**Given text:**
____
09.09.2007

The ECB and its Watchers - almost a decade

The ninth annual conference the ECB and its Watcher was held Friday, September 7, in Frankfurt. The subject s were the role of money in monetary policy, how central banks should signal their future policies, the consequences of diverging unit labour costs, the revised stability and growth pact, and the credit crisis. You can look and download all the conference papers at the Centre for Fianncial Studies website.

 

We are focusing on a couple of highlights.

 

1. The first, and this is quite rare for a large conference, was the keynote address by ECB president Jean-Claude Trichet, and the subsequent discussion. In his rather technical speech, Trichet pointed towards a puzzle. On the one hand, the euro area enjoys relatively robust economic growth at much lower and more stable rates of inflation than a number of comparable regions. On the other hand, the euro area suffers from continued rigidies in price setting. How can this be?

 

Trichet’s explanation was that this was possibility related to the ECB itself and its credibility. But this observation if true raises a potentially valid question, which was posed in succession by Charles Wyplosz and Willem Buiter. If that was the case, there would be no need for entry criteria for new members. Countries would be able to join, and immediately enjoy the benefit of higher price stability. The ECB is what does the tricket, Prof Buyter mischievously pointed out.
____
**Provided data:**
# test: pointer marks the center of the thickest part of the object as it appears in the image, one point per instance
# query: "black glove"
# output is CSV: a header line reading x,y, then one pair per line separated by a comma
____
**Requirement 1:**
List the subjects of the conference named in the post on the ECB and its Watchers conference.
**Requirement 2:**
In the post on the ECB and its Watchers conference, who gave the keynote address?
**Requirement 3:**
Reproduce word for word the passage of the post on the ECB and its Watchers conference that begins at the words "The ninth annual" and stops after the words "Fianncial Studies website.".

**Your response 1:**
- The role of money in monetary policy
- How central banks should signal their future policies
- The consequences of diverging unit labour costs
- The revised stability and growth pact
- The credit crisis

**Your response 2:**
ECB president Jean-Claude Trichet gave the keynote address.

**Your response 3:**
The ninth annual conference the ECB and its Watcher was held Friday, September 7, in Frankfurt. The subject s were the role of money in monetary policy, how central banks should signal their future policies, the consequences of diverging unit labour costs, the revised stability and growth pact, and the credit crisis. You can look and download all the conference papers at the Centre for Fianncial Studies website.